Celebrating 150 Years of Canada

One staff writer reflects on Canada’s history during Canada Day festivities 

By Javan Latson

July 1st marked a very important milestone in Canadian history, the 150th anniversary of Nova Scotia, New Brunswick, and Canada becoming a confederation. Every year, millions of Canadians gather in towns and cities to celebrate this anniversary, now commonly called Canada Day. The signing of the North America Act in 1867 put the then British colony on the path to becoming the prosperous nation that it is today. This piece of legislation not only created Canada as a nation, but also gave Canadians greater control over their internal affairs, although it was not until 1982 that Canada became fully independent from England.

Although a relatively young nation, a lot of change has happened in Canada in the past century and a half. Once a colony, Canada is now one of the world’s most successful countries and is ranked 10th on the United Nation’s Human Development Index. Thousands of brave Canadians fought and died alongside American soldiers in the First and Second World Wars, playing their part to help combat fascism and totalitarianism. When the world was anticipating a nuclear war between the United States and the Soviet Union, Canada was one of the founding members of NATO in order to preserve peace. As nations around the globe descended into civil war and anarchy, the Canadian Government ended nearly a century of racially discriminatory entrance requirements with the passage of the Immigration Act in 1976. Ending years of quotas and exclusionary policies, this law opened the gate for non-Western Europeans to enter the country. Hungarians fleeing communism, Iranians escaping the Ayatollah, and Chileans seeking freedom from Pinochet found refuge on Canadian soil. The Immigration Act and the subsequent revisions have helped the lives of thousands and have transformed Canadian society into the diverse and pluralistic country that exists today.

This is not to say that the nation has been without problems. Canada’s history with its indigenous population is shameful and the relationship between the government and the First Nations is still rocky. A legacy of discrimination, land theft, and boarding schools has caused many aboriginals to associate Canada Day with white supremacy and injustice. Things have been only slightly better with the French population over the issue of sovereignty and the place of the French language in society. During the 1970s, things had gotten so bad that Prime Minister Pierre Trudeau had to enact martial law in Quebec following the murder of a government official by Quebecois separatists. Today, there is less unrest, and with the passage of the Multicultural Act of 1971, the Canadian government has officially recognized French as one of its two official languages.

I had the privilege to witness the Canada Day celebrations this year in the Canadian capital of Ottawa during a mission trip with friends it was truly remarkable. It was a vibrant display of the history and culture of the young nation, with the pomp of a formal event. Prince Charles and his wife, Camilla, were there, along with Prime Minister Justin Trudeau to celebrate the occasion. Millions of people descended upon Parliament hill to hear speeches, eat food, and enjoy live performances from U2, Alessia Cara, and Ruth B. While there I asked friends two questions: What does it mean to be a Canadian, and what makes Canada great?

**Short task A:**
Gather every line of the records that contains the string "cloud".
The text and the records are unrelated material.

**Input material:**
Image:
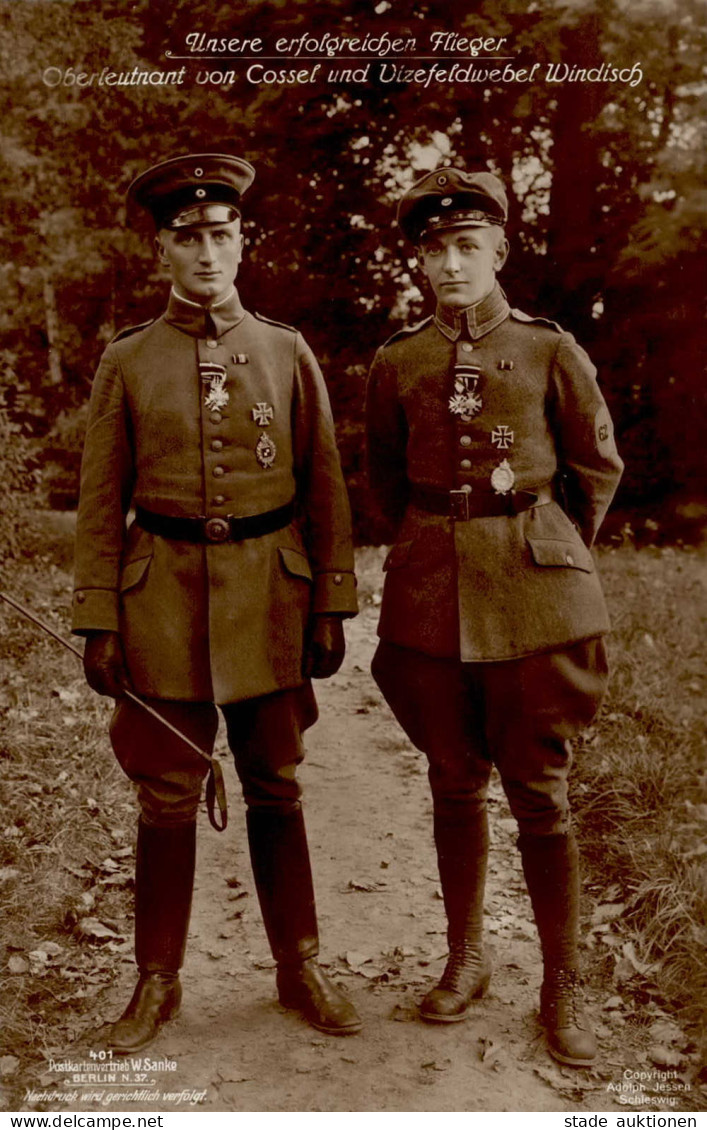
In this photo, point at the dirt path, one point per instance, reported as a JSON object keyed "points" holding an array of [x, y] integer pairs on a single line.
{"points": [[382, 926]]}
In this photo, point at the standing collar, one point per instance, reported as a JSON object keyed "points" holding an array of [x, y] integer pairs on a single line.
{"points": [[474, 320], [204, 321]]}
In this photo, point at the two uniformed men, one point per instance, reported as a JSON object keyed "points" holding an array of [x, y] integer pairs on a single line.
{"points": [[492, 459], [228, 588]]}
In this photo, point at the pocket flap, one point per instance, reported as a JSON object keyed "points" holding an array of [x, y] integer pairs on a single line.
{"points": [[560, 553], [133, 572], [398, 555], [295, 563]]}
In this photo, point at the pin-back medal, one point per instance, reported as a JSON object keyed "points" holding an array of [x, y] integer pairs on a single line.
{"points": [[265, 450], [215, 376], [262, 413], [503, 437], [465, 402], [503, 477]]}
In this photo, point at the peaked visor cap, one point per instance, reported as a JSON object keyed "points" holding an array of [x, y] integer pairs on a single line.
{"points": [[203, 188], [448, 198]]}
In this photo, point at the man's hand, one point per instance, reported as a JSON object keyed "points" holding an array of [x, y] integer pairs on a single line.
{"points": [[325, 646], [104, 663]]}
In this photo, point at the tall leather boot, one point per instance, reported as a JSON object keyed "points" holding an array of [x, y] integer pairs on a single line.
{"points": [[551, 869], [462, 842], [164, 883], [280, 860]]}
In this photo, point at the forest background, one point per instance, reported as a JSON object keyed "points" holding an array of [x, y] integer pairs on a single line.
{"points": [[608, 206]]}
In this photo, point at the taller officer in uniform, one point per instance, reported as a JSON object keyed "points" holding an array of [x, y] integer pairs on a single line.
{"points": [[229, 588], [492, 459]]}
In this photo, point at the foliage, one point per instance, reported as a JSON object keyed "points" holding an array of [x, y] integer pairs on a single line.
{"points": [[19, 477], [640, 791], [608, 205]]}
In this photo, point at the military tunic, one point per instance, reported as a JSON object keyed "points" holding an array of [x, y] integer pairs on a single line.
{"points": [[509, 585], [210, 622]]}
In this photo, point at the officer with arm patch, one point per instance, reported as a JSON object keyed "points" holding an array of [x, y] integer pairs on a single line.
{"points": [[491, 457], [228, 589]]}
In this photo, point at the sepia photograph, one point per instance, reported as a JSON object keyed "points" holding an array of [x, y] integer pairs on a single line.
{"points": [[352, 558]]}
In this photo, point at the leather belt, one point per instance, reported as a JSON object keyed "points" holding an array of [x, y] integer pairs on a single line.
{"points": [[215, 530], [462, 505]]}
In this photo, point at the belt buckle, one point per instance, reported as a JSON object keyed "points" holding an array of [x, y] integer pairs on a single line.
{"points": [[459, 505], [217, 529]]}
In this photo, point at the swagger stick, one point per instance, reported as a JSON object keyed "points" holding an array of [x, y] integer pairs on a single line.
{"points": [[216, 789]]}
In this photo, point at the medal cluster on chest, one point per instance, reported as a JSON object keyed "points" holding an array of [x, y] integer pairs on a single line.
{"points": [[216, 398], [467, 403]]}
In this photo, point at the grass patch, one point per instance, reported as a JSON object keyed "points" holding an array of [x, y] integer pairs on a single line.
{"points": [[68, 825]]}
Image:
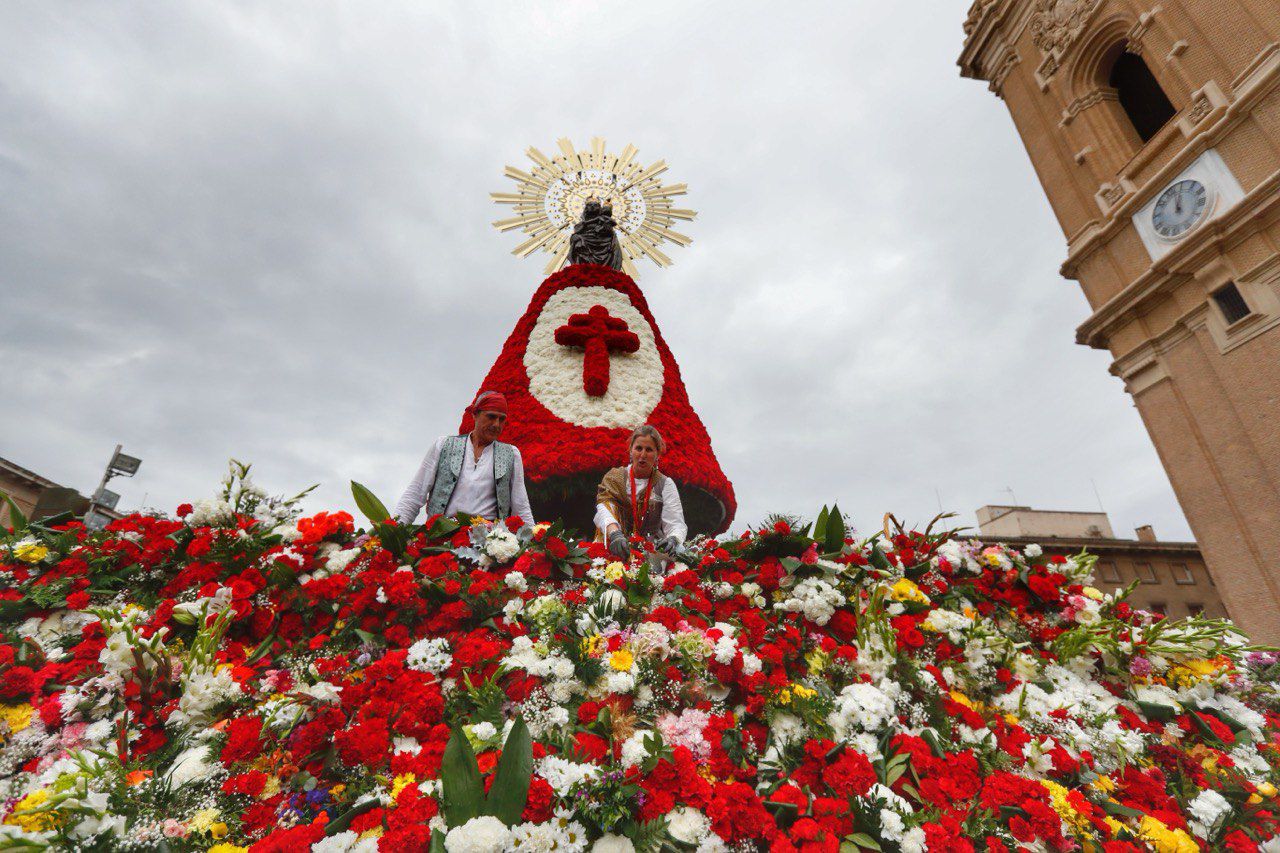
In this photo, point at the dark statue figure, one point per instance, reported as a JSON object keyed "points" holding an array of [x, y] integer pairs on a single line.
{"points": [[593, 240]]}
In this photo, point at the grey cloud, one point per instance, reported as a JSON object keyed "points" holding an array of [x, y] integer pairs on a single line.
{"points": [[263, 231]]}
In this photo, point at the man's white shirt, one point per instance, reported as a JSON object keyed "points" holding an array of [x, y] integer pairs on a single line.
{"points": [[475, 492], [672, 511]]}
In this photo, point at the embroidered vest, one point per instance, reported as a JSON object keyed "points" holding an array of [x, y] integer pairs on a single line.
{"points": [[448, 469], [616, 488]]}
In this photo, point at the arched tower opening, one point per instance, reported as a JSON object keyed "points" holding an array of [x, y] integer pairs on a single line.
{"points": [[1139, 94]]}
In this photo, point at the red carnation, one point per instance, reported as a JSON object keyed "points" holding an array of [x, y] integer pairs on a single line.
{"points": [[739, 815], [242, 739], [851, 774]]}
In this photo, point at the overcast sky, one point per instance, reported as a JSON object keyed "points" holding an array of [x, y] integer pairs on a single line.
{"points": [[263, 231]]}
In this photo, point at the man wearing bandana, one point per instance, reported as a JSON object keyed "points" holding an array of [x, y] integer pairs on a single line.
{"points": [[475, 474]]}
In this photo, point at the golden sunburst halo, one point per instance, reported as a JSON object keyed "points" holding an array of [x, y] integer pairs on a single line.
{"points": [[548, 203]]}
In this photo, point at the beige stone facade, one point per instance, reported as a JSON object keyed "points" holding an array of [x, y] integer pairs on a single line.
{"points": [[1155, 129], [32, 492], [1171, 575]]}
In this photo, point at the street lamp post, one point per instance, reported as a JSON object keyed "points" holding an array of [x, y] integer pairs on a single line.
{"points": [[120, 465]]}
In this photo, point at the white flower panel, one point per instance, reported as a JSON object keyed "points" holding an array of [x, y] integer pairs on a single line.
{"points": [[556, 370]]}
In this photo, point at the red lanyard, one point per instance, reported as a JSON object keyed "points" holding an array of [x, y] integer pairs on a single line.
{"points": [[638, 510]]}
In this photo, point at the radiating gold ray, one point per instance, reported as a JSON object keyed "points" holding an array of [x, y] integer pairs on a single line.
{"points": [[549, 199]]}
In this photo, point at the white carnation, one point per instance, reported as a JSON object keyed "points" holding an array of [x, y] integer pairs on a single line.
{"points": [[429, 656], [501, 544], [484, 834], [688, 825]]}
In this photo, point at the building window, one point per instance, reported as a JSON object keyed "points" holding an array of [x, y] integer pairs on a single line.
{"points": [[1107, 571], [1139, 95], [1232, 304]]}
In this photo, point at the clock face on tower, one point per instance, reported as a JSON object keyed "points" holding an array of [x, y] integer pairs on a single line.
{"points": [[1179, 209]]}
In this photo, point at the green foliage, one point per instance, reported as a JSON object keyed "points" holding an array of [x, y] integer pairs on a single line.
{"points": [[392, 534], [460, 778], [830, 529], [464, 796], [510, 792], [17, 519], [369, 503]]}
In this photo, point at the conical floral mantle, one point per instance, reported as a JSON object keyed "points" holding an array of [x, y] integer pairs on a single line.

* * *

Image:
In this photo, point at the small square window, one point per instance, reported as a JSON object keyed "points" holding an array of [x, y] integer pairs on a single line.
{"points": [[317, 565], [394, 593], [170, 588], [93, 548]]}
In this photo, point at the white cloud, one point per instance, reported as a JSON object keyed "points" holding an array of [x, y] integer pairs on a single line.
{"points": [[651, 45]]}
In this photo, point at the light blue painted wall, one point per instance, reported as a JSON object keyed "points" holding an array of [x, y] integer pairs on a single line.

**Short task B:**
Answer these questions about the Canada Day article, one answer per line:
(i) In what year was the North America Act signed?
(ii) What rank does Canada hold on the United Nation's Human Development Index?
(iii) Which Prime Minister enacted martial law in Quebec?

**Problem solution A:**
In this photo, point at the grey cloud, one point per instance, reported as a JSON object keyed "points" holding an array of [x, y] integer pairs on a single line.
In this photo, point at the white cloud, one point per instance, reported as a JSON object keyed "points" holding an array of [x, y] integer pairs on a single line.

**Problem solution B:**
(i) 1867
(ii) 10th
(iii) Pierre Trudeau